Copy the records below word for word, from the line containing "the cannon trunnion" through the last line of the records, with both of those lines included.

"""

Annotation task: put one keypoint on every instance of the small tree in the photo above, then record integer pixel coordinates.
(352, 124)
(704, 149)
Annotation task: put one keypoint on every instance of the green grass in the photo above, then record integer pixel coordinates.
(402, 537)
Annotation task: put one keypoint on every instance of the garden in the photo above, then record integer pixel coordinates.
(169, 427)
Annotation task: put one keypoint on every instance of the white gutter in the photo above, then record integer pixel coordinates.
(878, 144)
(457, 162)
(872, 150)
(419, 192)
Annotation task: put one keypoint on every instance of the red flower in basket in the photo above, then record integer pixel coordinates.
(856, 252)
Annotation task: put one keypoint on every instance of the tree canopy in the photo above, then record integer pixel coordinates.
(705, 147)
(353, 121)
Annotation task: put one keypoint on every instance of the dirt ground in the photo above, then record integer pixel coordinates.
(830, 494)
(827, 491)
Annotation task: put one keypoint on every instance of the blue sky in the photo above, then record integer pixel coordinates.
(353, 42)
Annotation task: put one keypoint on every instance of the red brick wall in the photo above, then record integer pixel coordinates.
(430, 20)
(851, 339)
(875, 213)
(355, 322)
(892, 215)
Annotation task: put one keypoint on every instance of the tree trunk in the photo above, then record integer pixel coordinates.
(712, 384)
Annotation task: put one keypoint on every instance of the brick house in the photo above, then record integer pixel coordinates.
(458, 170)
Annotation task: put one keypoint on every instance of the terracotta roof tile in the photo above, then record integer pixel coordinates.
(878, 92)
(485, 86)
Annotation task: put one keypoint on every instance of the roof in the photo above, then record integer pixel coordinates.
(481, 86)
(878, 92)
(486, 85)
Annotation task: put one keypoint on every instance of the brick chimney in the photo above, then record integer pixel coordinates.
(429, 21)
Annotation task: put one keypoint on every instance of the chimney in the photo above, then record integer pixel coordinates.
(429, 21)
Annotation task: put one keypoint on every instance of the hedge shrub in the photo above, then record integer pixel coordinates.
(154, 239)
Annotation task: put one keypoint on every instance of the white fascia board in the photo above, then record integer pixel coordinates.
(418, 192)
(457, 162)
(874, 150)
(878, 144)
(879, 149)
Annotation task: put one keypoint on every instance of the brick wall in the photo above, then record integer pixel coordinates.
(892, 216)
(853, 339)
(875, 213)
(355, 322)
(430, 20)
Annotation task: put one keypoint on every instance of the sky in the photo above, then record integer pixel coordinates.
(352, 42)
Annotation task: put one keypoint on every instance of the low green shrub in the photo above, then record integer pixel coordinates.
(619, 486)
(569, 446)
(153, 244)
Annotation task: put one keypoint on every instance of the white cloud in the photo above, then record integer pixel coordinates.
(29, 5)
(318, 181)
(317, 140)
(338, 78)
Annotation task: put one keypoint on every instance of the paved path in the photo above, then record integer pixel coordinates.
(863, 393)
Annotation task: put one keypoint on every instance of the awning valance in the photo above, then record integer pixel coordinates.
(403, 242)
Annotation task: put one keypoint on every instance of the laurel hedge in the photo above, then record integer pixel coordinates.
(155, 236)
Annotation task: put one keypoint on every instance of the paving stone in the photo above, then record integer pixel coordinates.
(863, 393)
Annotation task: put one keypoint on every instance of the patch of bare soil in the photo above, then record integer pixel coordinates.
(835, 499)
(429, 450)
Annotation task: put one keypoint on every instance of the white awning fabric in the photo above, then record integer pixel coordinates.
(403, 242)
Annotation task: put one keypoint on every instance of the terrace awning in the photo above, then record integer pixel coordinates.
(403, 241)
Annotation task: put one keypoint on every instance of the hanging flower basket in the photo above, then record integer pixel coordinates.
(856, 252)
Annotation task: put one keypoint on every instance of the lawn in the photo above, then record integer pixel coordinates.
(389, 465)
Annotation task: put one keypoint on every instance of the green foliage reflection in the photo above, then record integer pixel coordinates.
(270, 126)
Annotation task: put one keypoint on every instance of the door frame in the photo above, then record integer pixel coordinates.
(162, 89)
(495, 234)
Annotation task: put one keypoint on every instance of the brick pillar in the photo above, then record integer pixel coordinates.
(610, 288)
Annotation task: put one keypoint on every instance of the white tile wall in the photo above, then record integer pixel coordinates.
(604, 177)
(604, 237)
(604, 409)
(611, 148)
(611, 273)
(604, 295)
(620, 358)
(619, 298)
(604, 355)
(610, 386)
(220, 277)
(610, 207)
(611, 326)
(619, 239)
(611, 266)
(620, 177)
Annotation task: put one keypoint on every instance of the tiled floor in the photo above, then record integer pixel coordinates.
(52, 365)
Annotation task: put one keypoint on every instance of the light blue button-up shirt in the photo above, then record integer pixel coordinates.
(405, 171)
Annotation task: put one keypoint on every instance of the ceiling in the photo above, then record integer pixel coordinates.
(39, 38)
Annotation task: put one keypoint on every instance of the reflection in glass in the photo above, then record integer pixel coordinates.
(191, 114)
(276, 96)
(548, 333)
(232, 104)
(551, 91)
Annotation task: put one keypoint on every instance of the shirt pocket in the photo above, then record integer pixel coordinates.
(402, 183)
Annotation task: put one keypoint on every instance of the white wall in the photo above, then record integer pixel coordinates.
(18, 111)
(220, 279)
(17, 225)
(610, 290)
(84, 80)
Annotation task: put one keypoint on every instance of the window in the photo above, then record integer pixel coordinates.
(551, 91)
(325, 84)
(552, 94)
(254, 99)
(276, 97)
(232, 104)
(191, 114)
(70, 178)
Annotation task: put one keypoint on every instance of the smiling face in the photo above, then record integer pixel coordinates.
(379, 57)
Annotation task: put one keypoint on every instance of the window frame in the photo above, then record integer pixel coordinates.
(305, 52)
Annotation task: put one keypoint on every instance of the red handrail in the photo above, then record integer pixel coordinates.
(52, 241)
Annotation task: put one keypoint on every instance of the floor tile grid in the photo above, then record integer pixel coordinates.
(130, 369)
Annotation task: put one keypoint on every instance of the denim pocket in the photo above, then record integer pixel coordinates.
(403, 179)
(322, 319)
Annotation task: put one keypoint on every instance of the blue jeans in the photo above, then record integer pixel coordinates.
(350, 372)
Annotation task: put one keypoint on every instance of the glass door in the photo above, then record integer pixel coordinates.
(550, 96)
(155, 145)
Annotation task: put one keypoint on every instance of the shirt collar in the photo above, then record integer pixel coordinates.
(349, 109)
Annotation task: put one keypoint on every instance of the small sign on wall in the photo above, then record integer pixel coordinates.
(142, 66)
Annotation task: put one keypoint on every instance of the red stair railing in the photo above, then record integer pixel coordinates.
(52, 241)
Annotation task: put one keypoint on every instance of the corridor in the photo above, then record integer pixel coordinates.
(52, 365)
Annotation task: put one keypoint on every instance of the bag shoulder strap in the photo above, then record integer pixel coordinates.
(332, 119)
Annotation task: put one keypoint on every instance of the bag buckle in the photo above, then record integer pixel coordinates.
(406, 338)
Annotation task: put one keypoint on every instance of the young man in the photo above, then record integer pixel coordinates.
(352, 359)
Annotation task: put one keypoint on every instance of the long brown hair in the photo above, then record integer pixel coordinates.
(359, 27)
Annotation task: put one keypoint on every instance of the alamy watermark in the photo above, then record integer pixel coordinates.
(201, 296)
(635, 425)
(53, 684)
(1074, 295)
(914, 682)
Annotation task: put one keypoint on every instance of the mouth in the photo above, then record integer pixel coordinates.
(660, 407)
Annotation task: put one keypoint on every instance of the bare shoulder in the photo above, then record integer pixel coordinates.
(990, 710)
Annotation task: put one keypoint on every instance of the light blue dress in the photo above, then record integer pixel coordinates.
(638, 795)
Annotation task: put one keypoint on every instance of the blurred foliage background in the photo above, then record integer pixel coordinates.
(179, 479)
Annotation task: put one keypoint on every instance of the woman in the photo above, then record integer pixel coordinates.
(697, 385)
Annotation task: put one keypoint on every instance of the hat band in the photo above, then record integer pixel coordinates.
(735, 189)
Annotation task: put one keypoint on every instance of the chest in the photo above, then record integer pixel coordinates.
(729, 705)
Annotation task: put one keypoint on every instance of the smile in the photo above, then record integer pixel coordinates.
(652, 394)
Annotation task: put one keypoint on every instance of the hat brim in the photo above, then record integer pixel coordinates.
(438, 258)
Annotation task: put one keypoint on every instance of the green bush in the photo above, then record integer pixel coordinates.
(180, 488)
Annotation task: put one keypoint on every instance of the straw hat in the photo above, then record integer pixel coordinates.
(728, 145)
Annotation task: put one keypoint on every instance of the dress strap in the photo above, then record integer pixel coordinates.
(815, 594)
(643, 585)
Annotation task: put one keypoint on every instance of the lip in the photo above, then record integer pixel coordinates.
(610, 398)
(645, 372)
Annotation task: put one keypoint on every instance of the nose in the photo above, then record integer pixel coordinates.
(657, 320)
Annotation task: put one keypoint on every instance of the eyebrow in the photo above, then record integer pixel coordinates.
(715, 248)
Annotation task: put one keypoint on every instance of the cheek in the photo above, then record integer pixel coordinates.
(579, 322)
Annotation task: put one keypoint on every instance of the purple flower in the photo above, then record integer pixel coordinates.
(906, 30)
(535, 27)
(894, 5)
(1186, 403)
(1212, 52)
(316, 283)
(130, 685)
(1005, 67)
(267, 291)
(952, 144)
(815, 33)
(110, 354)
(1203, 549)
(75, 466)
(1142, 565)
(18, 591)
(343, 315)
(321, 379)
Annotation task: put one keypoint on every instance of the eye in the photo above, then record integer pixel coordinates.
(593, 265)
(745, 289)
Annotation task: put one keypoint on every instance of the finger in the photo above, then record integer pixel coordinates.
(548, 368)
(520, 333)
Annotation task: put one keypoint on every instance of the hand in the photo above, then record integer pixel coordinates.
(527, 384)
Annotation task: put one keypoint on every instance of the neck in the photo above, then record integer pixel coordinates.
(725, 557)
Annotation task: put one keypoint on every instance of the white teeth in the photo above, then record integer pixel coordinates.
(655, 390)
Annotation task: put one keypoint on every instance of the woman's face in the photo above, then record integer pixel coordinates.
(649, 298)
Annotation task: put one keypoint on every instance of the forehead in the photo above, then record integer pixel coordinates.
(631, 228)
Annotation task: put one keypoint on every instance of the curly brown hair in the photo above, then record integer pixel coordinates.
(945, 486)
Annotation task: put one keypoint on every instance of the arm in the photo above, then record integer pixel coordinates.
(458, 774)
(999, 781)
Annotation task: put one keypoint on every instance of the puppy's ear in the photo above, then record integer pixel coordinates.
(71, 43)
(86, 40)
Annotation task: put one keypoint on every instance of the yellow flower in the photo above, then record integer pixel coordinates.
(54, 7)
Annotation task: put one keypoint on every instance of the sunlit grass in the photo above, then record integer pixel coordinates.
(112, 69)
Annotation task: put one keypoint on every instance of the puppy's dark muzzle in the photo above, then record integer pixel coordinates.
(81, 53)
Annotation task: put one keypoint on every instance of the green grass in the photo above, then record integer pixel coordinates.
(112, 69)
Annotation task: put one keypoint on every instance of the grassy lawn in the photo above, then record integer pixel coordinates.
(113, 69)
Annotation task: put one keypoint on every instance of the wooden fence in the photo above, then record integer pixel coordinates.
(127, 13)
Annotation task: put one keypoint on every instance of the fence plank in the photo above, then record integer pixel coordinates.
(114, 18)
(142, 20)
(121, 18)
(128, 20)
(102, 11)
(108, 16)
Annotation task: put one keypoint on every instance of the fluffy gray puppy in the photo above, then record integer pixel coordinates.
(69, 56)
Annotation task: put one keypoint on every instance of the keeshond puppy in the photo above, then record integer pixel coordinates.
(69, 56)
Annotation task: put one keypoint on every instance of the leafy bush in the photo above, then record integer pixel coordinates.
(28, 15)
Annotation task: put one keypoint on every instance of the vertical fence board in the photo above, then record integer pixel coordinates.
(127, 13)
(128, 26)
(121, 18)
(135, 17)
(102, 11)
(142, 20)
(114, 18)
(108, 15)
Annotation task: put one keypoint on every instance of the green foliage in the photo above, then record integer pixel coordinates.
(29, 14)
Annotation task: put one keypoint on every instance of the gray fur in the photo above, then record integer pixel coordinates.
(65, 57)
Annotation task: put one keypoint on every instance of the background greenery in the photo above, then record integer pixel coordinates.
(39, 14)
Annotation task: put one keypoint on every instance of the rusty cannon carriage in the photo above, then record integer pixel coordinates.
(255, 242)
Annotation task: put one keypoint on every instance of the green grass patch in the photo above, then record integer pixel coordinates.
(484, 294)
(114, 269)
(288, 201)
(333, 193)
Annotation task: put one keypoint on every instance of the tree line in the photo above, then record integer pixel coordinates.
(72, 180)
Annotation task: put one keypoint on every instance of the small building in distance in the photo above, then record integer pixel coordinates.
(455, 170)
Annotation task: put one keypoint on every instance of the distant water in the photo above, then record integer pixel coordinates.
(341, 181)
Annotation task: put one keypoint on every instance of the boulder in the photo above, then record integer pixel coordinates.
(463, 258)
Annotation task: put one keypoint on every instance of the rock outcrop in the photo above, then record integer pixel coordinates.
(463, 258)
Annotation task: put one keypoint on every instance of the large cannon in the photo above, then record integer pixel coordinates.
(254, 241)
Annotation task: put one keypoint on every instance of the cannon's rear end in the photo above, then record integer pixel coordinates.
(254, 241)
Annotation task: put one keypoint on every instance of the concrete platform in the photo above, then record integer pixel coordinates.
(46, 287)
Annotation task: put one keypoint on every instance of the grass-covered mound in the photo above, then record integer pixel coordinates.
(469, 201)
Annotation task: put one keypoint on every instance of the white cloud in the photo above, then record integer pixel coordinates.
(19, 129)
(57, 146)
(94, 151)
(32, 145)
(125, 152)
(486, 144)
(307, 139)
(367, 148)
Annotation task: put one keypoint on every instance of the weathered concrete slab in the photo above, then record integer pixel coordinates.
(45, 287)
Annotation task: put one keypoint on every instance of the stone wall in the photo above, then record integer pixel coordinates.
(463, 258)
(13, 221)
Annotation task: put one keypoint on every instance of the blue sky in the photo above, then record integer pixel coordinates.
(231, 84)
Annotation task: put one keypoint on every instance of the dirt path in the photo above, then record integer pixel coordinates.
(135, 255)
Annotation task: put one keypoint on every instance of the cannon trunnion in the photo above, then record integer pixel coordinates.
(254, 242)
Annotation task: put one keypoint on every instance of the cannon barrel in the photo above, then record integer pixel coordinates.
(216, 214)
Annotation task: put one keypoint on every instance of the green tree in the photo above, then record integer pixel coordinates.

"""

(SOLUTION BELOW)
Annotation task: put one keypoint on every instance of the cannon trunnion in the photo above, then record integer pixel coordinates.
(254, 242)
Annotation task: put one keypoint on every instance of the cannon barrel in the photo above, then record integer pixel coordinates.
(216, 214)
Annotation task: put one keypoint on every instance of the green tree in the photo above, then record integer pixel coordinates.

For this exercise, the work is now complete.